#### Study questions
(a) According to the passage on the coronavirus pandemic, what vaccination goal did President Joe Biden miss?
(b) Write the next few sentences of the passage on the coronavirus pandemic, following on from its final sentence.

#### Passage

+++++

One clear pattern from the first 18 months of coronavirus is that each apparent certainty is overtaken by events. The latest is that the west — chiefly, the US and western Europe — is moving to post-pandemic normality. That is far from assured. As vaccination rates taper off, the goal of reaching herd immunity is bumping up against the cultural resisters. Two steps forward are followed by one back. The concern is that new mutations will outpace the west’s ability to inoculate its laggards.
They have already caused President Joe Biden to miss his goal of 70 per cent vaccination by July 4 — the first self-imposed target he will have flunked. The White House says it will be met a few weeks later. But that could require steps Biden and the states have so far avoided for fear of inflaming the culture wars, such as mandating students to get their shots before going back to school. Similar difficulties await most European countries. The slow ones are catching up with the early adopters partly because the latter are reaching a plateau.

+++++

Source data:

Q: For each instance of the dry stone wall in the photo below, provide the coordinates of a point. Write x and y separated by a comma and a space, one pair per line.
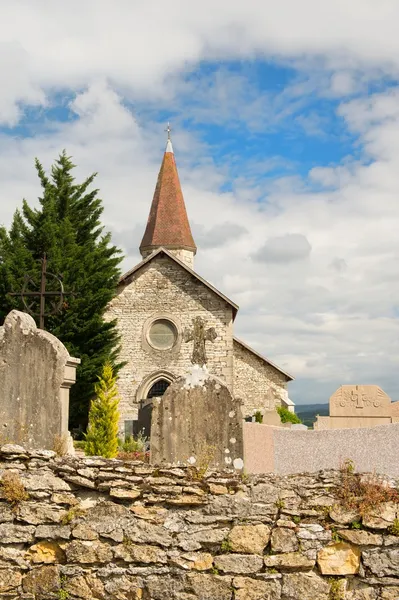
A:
105, 529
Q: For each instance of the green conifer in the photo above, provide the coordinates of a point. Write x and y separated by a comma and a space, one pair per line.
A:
66, 226
102, 432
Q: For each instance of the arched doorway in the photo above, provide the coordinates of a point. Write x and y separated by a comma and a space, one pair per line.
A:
156, 390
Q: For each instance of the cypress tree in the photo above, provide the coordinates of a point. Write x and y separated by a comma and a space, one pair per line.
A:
66, 226
102, 432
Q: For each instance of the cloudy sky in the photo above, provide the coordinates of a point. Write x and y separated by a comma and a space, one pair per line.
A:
285, 121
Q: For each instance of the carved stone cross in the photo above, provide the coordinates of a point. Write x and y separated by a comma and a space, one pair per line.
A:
199, 335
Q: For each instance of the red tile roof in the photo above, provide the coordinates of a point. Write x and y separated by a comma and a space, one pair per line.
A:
167, 224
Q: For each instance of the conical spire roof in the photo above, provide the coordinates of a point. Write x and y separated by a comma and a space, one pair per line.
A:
167, 223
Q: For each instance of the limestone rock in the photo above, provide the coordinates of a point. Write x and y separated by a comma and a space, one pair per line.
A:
265, 493
289, 561
252, 589
53, 532
218, 489
83, 532
37, 514
45, 480
359, 537
9, 580
305, 586
143, 532
204, 587
249, 539
210, 536
284, 540
140, 553
86, 587
87, 552
342, 515
43, 582
15, 534
382, 517
382, 563
122, 494
6, 514
390, 593
239, 563
358, 590
198, 561
45, 552
339, 559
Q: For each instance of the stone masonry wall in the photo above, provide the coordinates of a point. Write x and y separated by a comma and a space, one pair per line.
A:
163, 289
108, 530
259, 385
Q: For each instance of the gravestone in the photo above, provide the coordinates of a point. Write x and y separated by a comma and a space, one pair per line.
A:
354, 406
36, 373
197, 422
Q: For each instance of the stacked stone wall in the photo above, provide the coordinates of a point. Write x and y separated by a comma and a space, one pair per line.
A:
104, 529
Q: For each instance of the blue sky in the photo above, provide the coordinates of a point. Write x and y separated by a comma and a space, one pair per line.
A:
286, 132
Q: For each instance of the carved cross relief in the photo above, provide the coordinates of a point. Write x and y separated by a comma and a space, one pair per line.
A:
199, 335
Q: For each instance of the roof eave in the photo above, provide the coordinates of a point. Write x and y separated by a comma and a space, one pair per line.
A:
266, 360
150, 257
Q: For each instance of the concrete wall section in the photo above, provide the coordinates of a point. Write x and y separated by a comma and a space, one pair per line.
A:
259, 385
283, 451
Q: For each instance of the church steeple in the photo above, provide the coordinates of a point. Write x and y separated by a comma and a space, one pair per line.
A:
167, 224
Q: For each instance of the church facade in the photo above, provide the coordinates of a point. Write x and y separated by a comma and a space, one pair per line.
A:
170, 318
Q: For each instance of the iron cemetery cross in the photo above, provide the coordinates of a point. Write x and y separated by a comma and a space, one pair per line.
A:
56, 297
200, 335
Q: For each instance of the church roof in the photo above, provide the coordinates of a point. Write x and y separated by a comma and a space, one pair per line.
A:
164, 251
266, 360
167, 224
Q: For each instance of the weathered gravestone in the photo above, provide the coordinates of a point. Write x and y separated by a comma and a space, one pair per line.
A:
36, 373
353, 406
197, 422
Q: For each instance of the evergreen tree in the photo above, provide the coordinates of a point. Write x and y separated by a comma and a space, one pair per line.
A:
66, 226
102, 432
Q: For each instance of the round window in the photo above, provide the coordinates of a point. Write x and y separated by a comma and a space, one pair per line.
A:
162, 334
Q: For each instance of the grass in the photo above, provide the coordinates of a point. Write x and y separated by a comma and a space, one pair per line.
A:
13, 489
226, 547
362, 494
394, 528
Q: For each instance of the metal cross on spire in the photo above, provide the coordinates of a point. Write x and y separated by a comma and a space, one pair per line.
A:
168, 130
56, 298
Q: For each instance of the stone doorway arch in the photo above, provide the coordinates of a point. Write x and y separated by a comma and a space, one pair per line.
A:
153, 386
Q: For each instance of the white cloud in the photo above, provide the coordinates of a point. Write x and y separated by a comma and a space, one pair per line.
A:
329, 319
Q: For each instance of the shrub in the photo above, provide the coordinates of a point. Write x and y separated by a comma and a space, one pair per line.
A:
13, 488
102, 431
134, 444
286, 416
360, 493
258, 417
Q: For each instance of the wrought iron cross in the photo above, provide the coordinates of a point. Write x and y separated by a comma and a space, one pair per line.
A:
199, 335
57, 298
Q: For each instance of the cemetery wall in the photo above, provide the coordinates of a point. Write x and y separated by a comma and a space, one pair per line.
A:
104, 529
287, 451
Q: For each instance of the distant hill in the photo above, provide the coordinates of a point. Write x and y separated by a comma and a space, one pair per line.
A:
307, 412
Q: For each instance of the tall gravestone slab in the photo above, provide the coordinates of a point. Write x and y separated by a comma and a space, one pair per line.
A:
197, 421
36, 373
353, 406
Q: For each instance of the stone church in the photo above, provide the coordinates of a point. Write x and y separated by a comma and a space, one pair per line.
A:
170, 318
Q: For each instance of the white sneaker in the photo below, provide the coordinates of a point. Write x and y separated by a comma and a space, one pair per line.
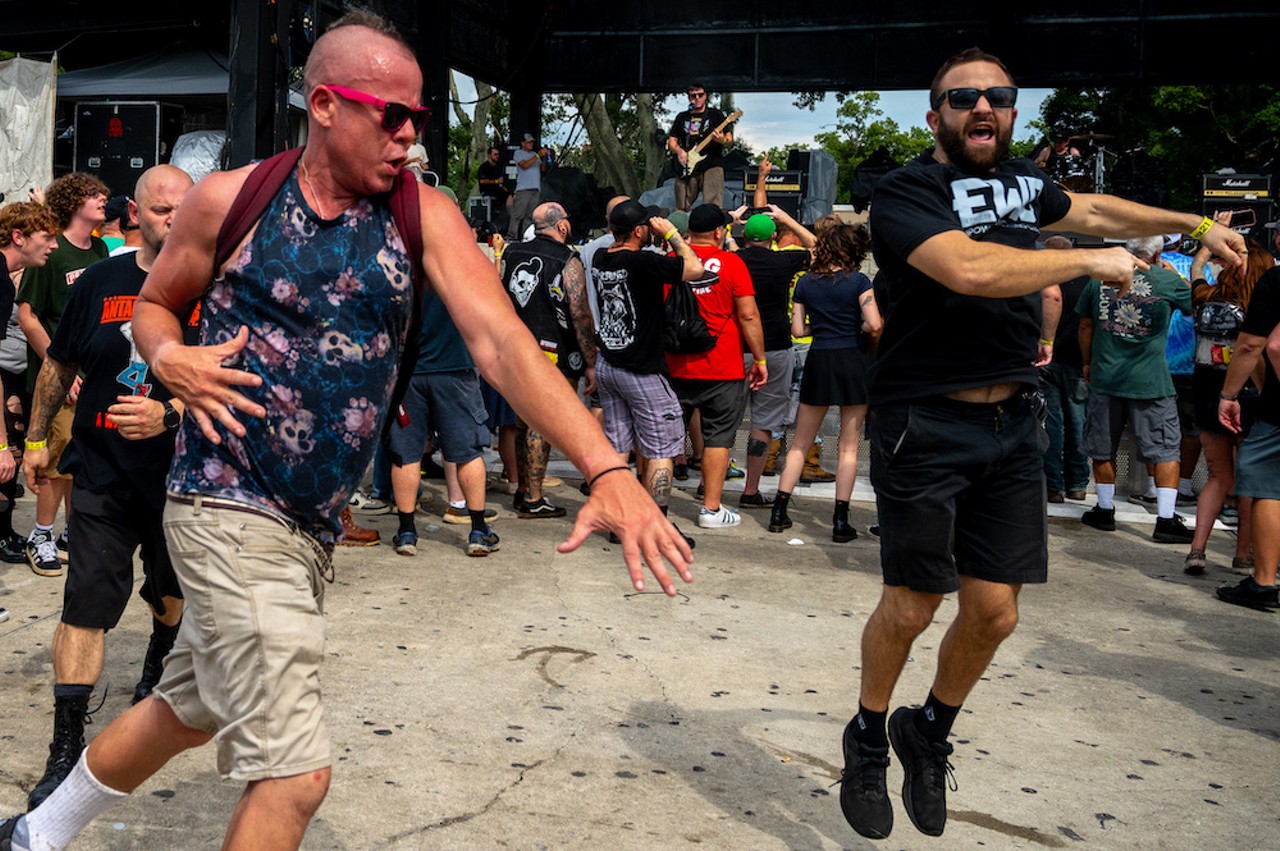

+++++

#### Answers by item
(a) Vaccinating 70 percent by July 4.

(b)
The risk that the west will be forced into another winter shutdown should not be downplayed. Governments face two big challenges. The first is to navigate the age-old battle between freedom and security. Almost every western nation, not just the English-speaking ones, has opted for persuasion over coercion. Lottery tickets and free beer work better than imposing fines on the hesitant. But the rollout’s early successes are sapping momentum to win over society’s holdouts — the young, the religious and various marginalised groups.